──────── MATERIAL TO PROCESS

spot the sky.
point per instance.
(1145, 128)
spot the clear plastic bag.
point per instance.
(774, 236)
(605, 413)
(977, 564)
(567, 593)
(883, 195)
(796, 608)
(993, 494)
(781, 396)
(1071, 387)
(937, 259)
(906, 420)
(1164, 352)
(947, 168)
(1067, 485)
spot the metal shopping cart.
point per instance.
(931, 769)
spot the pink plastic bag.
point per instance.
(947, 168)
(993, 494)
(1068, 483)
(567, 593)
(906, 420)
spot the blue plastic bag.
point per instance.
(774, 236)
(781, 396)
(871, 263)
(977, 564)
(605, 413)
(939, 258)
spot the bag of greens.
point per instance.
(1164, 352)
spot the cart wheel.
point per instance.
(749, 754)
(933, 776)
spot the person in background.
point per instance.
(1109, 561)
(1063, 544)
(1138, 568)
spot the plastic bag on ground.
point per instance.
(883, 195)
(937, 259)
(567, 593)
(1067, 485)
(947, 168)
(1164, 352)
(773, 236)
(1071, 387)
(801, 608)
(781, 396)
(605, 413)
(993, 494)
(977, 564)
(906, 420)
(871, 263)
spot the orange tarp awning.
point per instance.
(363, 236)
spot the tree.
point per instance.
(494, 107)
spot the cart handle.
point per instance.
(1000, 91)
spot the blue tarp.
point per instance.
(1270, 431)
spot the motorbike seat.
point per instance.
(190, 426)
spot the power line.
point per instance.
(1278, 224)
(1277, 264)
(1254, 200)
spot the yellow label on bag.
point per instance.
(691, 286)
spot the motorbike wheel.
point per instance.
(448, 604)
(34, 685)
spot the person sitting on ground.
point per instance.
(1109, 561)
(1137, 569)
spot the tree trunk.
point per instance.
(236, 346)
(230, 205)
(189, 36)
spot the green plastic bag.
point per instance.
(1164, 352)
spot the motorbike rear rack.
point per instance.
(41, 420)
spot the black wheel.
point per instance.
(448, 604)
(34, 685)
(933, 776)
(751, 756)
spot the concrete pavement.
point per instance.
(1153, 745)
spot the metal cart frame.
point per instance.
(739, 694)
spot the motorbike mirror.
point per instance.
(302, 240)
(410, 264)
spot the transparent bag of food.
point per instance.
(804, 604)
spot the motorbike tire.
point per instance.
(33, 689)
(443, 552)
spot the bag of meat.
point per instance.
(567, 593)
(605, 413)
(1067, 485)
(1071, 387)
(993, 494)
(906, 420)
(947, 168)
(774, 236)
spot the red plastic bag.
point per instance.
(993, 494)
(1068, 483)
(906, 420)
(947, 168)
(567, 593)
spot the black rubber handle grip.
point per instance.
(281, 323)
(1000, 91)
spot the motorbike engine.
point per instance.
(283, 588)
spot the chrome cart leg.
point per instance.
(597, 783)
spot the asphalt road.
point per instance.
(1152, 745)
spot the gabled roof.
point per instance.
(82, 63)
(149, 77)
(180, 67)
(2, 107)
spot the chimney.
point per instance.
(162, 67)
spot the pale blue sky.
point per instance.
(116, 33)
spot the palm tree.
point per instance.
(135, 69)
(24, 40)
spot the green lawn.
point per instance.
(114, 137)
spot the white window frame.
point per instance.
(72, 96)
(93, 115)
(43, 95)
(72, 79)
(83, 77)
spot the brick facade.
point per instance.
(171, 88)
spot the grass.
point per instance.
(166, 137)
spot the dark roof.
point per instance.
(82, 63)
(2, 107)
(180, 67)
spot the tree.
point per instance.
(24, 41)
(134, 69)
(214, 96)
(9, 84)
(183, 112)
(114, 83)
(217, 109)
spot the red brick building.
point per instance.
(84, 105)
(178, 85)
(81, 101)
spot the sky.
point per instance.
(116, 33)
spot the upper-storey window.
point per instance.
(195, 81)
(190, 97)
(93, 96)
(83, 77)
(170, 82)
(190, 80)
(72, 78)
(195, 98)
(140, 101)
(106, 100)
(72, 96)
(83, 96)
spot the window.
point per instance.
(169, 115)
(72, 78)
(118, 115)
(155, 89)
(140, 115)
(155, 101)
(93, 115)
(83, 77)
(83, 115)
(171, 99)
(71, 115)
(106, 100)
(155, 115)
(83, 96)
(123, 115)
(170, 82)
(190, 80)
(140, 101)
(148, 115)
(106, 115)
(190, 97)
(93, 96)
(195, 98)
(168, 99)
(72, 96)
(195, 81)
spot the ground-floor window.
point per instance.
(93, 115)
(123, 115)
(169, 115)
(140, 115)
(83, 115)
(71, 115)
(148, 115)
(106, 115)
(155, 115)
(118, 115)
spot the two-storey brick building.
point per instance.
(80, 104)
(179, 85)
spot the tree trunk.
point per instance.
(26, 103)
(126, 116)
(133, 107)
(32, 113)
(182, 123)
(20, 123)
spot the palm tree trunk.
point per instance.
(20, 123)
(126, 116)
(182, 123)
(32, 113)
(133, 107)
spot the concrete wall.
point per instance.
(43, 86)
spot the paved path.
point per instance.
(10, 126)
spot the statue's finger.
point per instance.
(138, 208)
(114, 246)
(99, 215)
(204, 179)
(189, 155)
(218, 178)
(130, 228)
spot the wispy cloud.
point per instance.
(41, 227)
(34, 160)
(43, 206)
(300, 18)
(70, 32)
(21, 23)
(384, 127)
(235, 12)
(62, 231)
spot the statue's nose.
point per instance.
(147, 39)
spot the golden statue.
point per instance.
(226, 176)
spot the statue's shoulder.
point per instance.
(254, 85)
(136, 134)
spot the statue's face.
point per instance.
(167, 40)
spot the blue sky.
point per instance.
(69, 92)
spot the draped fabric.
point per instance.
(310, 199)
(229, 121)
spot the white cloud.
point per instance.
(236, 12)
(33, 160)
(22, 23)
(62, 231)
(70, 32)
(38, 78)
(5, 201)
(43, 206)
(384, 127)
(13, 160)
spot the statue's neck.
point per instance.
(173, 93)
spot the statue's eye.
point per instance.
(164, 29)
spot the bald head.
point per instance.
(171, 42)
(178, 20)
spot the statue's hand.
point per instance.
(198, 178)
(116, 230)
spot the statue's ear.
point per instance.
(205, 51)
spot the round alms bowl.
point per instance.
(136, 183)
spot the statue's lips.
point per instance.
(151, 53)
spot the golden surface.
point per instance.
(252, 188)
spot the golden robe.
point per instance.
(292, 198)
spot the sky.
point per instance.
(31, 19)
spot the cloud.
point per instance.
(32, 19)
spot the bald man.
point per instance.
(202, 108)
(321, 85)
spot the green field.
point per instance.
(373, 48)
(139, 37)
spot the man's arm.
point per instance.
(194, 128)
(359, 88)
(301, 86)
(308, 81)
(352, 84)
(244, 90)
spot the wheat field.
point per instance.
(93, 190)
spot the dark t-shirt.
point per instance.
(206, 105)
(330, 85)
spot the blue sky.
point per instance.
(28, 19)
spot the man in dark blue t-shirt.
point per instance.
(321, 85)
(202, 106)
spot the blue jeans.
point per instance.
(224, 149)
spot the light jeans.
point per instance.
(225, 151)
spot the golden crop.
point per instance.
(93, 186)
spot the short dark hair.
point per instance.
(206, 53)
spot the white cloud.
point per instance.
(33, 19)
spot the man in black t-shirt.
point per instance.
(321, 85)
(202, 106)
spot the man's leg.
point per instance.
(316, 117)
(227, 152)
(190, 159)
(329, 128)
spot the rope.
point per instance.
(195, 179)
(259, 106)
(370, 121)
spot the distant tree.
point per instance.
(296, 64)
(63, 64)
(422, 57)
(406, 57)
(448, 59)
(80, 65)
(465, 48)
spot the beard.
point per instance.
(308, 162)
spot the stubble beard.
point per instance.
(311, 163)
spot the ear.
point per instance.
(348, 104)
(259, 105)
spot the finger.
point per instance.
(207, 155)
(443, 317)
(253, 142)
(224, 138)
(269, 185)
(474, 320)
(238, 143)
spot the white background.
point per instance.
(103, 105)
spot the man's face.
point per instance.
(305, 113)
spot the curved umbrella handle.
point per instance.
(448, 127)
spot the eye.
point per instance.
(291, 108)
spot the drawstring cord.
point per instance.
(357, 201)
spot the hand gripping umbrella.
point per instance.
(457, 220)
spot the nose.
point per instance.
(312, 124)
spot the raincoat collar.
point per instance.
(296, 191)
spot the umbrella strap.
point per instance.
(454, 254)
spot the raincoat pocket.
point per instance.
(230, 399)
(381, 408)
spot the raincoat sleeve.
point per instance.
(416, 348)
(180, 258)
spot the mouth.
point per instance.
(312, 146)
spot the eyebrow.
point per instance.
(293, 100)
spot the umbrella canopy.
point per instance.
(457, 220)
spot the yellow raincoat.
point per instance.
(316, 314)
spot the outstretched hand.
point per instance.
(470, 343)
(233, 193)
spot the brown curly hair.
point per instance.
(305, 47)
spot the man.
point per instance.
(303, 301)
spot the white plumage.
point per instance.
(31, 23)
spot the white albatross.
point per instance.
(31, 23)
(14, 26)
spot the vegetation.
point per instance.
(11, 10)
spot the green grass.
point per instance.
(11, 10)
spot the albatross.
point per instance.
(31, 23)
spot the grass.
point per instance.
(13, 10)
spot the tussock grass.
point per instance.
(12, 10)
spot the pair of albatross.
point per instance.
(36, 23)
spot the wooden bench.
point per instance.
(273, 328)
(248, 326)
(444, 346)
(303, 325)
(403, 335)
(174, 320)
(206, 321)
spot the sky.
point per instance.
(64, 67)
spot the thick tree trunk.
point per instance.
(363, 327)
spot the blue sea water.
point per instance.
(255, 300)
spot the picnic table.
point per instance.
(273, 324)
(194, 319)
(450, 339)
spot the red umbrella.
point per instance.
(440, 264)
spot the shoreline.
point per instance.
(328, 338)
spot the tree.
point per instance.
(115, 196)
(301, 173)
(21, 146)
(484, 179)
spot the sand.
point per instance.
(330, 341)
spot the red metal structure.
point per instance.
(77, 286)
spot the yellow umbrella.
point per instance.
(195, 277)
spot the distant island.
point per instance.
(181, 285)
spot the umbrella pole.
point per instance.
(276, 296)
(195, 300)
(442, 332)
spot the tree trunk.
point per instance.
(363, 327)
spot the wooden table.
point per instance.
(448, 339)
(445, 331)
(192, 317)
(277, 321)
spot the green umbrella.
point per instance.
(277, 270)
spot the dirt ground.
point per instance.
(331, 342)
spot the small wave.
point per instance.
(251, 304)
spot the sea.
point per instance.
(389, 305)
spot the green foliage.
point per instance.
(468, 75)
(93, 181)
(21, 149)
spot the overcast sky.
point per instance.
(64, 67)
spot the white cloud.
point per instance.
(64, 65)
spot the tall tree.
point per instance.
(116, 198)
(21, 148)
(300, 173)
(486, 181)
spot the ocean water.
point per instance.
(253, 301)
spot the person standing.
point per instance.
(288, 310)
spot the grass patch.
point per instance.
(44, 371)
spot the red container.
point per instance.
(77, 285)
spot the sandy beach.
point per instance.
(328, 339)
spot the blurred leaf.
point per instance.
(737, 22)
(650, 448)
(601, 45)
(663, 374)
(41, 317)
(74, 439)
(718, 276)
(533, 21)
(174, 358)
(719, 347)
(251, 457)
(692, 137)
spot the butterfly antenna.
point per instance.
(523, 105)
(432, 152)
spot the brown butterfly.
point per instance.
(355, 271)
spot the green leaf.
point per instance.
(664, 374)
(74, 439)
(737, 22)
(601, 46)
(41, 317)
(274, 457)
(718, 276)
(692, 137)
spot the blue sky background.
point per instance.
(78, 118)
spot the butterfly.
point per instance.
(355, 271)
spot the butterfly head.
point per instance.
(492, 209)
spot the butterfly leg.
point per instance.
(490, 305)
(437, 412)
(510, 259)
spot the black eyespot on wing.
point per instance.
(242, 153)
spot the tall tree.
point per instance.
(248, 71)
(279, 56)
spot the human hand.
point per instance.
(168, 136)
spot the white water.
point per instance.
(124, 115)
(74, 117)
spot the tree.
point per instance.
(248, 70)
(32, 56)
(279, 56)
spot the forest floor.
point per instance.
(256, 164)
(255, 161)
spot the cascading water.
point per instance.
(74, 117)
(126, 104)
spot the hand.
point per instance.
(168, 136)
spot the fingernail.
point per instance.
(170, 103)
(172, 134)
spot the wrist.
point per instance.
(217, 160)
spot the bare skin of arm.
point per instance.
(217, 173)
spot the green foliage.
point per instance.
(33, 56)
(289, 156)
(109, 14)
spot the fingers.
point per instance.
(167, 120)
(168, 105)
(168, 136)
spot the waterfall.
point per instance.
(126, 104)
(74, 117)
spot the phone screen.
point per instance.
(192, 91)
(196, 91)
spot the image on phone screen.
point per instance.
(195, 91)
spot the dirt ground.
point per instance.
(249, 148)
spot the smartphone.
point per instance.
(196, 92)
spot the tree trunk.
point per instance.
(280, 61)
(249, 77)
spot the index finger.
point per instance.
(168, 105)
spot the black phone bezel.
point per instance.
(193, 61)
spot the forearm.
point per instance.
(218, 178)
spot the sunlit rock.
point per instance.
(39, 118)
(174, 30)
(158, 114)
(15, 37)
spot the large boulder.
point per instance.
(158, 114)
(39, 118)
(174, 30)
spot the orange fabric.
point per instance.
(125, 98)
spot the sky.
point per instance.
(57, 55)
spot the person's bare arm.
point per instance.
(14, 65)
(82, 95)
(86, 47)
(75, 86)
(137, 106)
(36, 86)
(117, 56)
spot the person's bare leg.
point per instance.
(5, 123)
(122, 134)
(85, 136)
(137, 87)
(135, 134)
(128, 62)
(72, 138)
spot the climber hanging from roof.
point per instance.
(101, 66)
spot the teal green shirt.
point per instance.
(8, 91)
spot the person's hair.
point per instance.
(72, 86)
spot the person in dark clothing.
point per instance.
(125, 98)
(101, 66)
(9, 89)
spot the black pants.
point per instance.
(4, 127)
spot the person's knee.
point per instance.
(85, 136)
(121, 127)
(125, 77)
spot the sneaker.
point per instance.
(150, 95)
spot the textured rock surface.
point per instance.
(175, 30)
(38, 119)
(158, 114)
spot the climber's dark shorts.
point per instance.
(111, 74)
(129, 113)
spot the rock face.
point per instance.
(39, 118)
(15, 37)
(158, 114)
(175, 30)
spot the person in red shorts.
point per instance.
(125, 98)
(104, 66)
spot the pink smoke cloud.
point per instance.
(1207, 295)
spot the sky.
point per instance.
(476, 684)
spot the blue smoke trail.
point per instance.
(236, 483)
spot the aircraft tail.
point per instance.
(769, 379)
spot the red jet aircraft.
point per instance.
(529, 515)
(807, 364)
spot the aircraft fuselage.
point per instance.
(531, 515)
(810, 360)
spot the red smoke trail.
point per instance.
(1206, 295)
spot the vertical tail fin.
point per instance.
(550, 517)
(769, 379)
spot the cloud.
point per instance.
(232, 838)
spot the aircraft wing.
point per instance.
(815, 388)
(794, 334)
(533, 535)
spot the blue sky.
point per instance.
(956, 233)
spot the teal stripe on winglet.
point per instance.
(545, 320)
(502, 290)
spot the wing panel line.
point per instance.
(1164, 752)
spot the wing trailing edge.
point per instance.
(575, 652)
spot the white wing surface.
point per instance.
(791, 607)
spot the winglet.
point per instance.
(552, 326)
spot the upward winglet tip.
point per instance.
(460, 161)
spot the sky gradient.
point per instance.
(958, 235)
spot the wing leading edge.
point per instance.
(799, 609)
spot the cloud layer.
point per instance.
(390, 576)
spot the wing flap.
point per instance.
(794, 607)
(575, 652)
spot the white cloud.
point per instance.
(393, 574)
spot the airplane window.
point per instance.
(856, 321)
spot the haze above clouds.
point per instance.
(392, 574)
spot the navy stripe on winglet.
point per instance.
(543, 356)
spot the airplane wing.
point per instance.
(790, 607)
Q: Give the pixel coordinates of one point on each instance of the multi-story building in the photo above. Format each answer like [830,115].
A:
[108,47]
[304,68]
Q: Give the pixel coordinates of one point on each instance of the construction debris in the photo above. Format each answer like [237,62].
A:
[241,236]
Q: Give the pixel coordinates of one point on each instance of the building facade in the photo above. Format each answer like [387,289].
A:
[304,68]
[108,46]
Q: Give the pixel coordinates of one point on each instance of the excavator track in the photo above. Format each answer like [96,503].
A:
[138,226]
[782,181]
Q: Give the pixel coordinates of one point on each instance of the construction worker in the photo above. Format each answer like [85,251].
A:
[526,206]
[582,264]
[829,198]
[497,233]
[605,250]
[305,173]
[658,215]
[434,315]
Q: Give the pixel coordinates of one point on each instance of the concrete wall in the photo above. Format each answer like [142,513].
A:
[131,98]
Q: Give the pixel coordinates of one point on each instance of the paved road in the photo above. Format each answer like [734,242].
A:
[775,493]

────────────────

DESCRIPTION OF THE TASK: Precisely the lines between those holding "spot the person in background." and "spot the chimney.", inclusive, are to be reproduced from the listing above, with nothing added.

ANSWER SECTION:
spot the person in background.
point per instance.
(1109, 561)
(1063, 544)
(1138, 568)
spot the plastic bag on ground.
point per instance.
(883, 195)
(937, 259)
(567, 593)
(1067, 485)
(947, 168)
(1164, 352)
(773, 236)
(1071, 387)
(801, 608)
(781, 396)
(605, 413)
(993, 494)
(977, 564)
(906, 420)
(871, 263)
spot the orange tarp awning.
point per instance.
(363, 236)
spot the tree.
point per instance.
(494, 107)
spot the cart handle.
point per instance.
(1000, 91)
spot the blue tarp.
point per instance.
(1270, 431)
spot the motorbike seat.
point per instance.
(190, 426)
spot the power line.
point per instance.
(1278, 224)
(1277, 264)
(1254, 200)
spot the yellow label on bag.
point per instance.
(691, 286)
spot the motorbike wheel.
point per instance.
(448, 604)
(34, 685)
spot the person sitting on ground.
point per instance.
(1109, 561)
(1137, 569)
spot the tree trunk.
point per instance.
(236, 346)
(230, 205)
(189, 36)
spot the green plastic bag.
point per instance.
(1164, 352)
spot the motorbike rear rack.
point per instance.
(41, 420)
spot the black wheel.
point per instance.
(448, 604)
(34, 685)
(933, 776)
(751, 756)
spot the concrete pavement.
point per instance.
(1153, 745)
spot the metal cart frame.
point per instance.
(739, 694)
spot the motorbike mirror.
point per instance.
(302, 240)
(410, 264)
spot the transparent bag of food.
point per instance.
(804, 604)
spot the motorbike tire.
point per instance.
(33, 689)
(443, 552)
spot the bag of meat.
point per instance.
(567, 593)
(605, 413)
(1067, 485)
(1071, 387)
(993, 494)
(906, 420)
(947, 168)
(774, 236)
spot the red plastic bag.
point per instance.
(993, 494)
(1068, 483)
(906, 420)
(947, 168)
(567, 593)
spot the black rubber handle grip.
point per instance.
(281, 323)
(1000, 91)
spot the motorbike engine.
point per instance.
(283, 588)
spot the chrome cart leg.
point per instance.
(597, 783)
spot the asphalt road.
point per instance.
(1152, 745)
spot the gabled roof.
point per instance.
(82, 63)
(149, 77)
(180, 67)
(2, 107)
spot the chimney.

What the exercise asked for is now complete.